:: Material proporcionado

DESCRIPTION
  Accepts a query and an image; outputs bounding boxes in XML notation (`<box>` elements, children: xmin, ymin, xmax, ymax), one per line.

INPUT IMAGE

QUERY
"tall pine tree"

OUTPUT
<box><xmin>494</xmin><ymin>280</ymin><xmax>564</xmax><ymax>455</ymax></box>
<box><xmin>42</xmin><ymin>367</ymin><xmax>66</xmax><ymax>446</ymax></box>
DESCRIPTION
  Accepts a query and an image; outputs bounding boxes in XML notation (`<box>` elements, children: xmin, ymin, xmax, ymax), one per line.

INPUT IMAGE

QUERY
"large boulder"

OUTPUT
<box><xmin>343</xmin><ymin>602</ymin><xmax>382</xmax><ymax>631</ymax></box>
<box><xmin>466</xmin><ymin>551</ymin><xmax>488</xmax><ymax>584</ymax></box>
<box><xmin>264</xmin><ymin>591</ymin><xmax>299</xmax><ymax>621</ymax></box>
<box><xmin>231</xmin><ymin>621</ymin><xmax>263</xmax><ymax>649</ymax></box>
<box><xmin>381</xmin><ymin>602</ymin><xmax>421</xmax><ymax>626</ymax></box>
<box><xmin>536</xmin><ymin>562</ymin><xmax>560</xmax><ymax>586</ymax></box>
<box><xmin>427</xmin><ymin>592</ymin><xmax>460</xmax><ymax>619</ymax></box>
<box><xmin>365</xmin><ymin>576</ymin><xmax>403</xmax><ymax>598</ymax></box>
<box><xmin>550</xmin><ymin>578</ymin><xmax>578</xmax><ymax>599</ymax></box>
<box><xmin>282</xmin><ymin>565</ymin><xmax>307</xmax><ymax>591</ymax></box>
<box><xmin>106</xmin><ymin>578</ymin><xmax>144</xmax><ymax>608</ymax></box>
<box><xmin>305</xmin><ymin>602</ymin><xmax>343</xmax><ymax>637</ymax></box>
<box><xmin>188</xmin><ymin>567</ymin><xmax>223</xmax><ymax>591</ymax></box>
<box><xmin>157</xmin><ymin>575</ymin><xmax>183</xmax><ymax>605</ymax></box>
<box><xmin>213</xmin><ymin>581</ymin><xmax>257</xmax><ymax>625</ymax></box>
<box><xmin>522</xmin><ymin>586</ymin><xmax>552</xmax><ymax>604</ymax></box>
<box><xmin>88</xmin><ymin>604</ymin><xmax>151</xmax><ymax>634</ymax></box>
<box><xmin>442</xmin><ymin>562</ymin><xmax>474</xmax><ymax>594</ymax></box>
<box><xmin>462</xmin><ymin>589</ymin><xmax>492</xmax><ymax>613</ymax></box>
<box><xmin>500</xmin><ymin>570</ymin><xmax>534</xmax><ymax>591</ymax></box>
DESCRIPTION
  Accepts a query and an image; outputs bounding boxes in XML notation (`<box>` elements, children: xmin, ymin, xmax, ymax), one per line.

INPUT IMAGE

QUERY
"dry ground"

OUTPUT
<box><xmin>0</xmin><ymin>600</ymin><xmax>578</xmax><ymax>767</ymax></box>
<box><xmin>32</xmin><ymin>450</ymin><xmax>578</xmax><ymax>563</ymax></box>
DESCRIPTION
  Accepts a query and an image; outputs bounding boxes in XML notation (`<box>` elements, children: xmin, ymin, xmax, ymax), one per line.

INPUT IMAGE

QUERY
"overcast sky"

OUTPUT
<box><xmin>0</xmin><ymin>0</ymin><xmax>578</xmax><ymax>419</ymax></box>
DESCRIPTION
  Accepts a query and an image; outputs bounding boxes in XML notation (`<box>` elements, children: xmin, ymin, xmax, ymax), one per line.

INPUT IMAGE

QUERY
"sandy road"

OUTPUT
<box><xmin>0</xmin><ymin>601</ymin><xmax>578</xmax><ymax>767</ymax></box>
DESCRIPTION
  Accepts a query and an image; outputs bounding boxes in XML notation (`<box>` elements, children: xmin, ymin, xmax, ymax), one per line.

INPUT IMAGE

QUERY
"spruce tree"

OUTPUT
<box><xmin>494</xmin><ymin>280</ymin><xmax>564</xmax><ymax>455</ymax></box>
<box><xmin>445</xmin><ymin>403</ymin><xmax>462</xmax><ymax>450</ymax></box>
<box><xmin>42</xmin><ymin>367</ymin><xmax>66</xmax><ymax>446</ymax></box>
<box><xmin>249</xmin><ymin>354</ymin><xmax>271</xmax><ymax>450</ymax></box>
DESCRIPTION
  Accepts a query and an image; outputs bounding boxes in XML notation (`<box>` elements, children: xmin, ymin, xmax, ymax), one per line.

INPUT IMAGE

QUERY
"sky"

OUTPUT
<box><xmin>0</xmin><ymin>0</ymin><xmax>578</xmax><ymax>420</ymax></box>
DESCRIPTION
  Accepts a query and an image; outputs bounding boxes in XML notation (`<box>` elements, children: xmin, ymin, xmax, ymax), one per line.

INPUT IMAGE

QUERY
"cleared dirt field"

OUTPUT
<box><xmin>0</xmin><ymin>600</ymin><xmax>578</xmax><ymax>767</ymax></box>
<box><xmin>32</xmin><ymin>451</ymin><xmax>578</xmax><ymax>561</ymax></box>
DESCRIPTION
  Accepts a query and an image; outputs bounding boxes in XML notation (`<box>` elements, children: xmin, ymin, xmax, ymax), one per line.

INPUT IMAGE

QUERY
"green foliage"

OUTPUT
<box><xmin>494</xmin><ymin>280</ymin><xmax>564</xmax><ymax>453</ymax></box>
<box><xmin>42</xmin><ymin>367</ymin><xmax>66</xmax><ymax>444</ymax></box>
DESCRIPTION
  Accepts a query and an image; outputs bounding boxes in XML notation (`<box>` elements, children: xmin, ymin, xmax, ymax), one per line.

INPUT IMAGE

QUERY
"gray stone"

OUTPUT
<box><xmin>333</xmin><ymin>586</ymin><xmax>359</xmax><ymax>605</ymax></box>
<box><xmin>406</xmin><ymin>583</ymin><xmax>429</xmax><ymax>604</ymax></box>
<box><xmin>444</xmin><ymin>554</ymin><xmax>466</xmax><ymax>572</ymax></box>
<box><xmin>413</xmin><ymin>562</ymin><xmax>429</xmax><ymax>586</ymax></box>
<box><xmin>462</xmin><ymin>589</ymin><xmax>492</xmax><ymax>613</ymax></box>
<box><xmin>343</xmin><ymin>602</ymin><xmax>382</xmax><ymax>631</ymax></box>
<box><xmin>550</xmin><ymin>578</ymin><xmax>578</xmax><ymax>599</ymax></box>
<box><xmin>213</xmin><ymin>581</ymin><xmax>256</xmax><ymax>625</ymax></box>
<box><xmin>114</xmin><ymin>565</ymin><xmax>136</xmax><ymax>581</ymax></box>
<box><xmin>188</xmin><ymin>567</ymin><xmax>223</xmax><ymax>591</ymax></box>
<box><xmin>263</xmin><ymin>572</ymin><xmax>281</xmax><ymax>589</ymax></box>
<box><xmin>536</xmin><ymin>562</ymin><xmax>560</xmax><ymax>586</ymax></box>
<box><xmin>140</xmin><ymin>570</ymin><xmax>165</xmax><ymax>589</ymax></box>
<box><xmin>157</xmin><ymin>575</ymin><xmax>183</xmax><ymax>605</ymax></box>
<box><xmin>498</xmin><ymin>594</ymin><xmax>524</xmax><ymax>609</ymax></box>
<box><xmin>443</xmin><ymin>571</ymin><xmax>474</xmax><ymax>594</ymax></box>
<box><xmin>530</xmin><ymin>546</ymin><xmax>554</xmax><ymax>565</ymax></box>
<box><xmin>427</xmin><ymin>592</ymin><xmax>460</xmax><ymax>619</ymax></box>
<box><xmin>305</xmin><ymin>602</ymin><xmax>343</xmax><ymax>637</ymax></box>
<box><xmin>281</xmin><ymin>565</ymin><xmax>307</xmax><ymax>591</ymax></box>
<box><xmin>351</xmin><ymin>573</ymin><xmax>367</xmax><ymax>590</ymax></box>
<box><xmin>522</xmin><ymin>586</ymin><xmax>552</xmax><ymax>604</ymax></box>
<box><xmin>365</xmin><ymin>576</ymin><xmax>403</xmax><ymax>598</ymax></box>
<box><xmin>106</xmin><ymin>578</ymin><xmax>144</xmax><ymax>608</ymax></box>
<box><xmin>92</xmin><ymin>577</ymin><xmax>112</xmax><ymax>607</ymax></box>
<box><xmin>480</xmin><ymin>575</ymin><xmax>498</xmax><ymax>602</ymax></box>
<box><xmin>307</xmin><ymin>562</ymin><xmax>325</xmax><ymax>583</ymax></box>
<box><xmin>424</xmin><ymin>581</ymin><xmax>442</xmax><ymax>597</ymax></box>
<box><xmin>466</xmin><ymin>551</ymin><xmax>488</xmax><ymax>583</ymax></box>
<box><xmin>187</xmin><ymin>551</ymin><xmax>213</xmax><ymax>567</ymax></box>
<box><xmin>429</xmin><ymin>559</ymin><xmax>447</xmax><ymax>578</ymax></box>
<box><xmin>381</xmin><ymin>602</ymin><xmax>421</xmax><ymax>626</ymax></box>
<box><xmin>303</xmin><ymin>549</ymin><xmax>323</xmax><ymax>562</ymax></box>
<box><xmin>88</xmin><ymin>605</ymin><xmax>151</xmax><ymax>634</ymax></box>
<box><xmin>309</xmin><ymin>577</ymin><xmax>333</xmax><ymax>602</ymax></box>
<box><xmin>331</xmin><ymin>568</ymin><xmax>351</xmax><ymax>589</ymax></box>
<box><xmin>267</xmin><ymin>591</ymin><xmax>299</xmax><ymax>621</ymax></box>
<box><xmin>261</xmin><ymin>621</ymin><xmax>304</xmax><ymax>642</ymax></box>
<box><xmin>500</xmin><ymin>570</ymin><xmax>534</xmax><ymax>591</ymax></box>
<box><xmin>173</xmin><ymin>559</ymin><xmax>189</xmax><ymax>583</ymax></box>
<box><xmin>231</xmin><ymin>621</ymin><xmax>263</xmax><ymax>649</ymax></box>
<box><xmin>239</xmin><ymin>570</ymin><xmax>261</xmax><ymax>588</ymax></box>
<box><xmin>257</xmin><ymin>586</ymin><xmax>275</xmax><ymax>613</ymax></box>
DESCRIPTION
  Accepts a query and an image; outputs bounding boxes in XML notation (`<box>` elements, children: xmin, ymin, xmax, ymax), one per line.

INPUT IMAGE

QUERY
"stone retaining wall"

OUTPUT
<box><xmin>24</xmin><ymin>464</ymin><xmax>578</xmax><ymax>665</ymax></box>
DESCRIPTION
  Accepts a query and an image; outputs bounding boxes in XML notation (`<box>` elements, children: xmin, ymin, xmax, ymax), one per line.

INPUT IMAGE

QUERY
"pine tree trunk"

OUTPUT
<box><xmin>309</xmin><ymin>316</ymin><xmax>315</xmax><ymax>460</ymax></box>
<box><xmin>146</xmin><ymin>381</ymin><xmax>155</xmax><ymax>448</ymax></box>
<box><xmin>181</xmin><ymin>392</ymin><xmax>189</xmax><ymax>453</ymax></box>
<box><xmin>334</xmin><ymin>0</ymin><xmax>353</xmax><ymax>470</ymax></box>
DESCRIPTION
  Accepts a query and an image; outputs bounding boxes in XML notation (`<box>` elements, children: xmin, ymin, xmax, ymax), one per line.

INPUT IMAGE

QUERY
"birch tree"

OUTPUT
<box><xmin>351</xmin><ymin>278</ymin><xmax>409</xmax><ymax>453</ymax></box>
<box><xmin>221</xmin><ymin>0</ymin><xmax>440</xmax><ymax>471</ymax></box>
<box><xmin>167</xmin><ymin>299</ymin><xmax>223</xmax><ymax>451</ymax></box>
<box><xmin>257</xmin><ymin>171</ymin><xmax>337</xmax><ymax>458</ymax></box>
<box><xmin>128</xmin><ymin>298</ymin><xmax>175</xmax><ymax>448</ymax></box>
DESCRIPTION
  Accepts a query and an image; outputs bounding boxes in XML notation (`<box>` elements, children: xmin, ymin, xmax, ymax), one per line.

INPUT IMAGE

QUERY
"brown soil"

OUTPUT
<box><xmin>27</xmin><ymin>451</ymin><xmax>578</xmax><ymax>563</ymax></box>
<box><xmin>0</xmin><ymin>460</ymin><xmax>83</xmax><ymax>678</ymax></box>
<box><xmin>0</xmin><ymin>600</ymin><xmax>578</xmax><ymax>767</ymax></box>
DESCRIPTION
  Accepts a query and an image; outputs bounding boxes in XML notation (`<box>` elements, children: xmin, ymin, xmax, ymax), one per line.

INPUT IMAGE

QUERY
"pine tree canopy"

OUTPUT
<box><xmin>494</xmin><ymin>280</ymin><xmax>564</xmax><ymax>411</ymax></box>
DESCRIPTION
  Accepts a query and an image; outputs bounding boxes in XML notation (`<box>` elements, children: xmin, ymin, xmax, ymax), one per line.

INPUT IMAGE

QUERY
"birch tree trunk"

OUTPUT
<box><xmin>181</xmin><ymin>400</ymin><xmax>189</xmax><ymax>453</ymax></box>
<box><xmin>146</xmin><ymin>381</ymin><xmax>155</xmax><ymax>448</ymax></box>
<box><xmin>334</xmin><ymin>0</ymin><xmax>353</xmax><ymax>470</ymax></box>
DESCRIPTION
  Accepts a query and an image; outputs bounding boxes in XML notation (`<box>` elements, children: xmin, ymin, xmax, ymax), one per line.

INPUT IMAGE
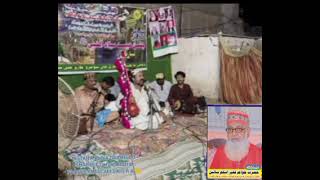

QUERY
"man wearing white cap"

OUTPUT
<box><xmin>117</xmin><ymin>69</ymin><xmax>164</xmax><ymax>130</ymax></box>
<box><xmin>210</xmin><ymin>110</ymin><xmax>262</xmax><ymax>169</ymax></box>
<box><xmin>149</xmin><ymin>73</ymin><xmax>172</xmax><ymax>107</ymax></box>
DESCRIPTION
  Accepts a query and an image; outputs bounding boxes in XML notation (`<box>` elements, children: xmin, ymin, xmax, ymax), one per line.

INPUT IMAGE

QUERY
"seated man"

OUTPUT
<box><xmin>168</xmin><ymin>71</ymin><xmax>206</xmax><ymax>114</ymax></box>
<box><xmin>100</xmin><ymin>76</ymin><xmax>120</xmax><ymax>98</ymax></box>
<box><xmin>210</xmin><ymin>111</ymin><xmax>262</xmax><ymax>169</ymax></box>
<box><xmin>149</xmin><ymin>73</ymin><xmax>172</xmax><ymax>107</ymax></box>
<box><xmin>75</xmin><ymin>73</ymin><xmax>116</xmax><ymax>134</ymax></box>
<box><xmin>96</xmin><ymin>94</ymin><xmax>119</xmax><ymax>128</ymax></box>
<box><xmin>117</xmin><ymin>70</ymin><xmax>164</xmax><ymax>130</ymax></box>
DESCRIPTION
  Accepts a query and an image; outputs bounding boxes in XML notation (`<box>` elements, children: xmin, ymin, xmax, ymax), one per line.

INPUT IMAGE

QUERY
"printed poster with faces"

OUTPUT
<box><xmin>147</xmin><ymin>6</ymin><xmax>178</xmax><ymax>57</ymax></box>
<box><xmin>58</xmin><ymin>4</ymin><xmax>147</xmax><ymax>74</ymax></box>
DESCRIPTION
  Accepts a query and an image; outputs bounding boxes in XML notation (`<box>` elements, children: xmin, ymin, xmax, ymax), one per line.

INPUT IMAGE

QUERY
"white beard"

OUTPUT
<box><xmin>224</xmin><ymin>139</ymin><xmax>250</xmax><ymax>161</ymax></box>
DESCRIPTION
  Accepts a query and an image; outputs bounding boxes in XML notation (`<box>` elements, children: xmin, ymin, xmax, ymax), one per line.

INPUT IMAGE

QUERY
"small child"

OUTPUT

::::

(Tarea)
Muestre cada línea de los ítems que contenga la palabra "tree", teniendo en cuenta las mayúsculas y las minúsculas.

(Respuesta)
"tall pine tree"
"spruce tree"
"pine tree trunk"
"birch tree"
"pine tree canopy"
"birch tree trunk"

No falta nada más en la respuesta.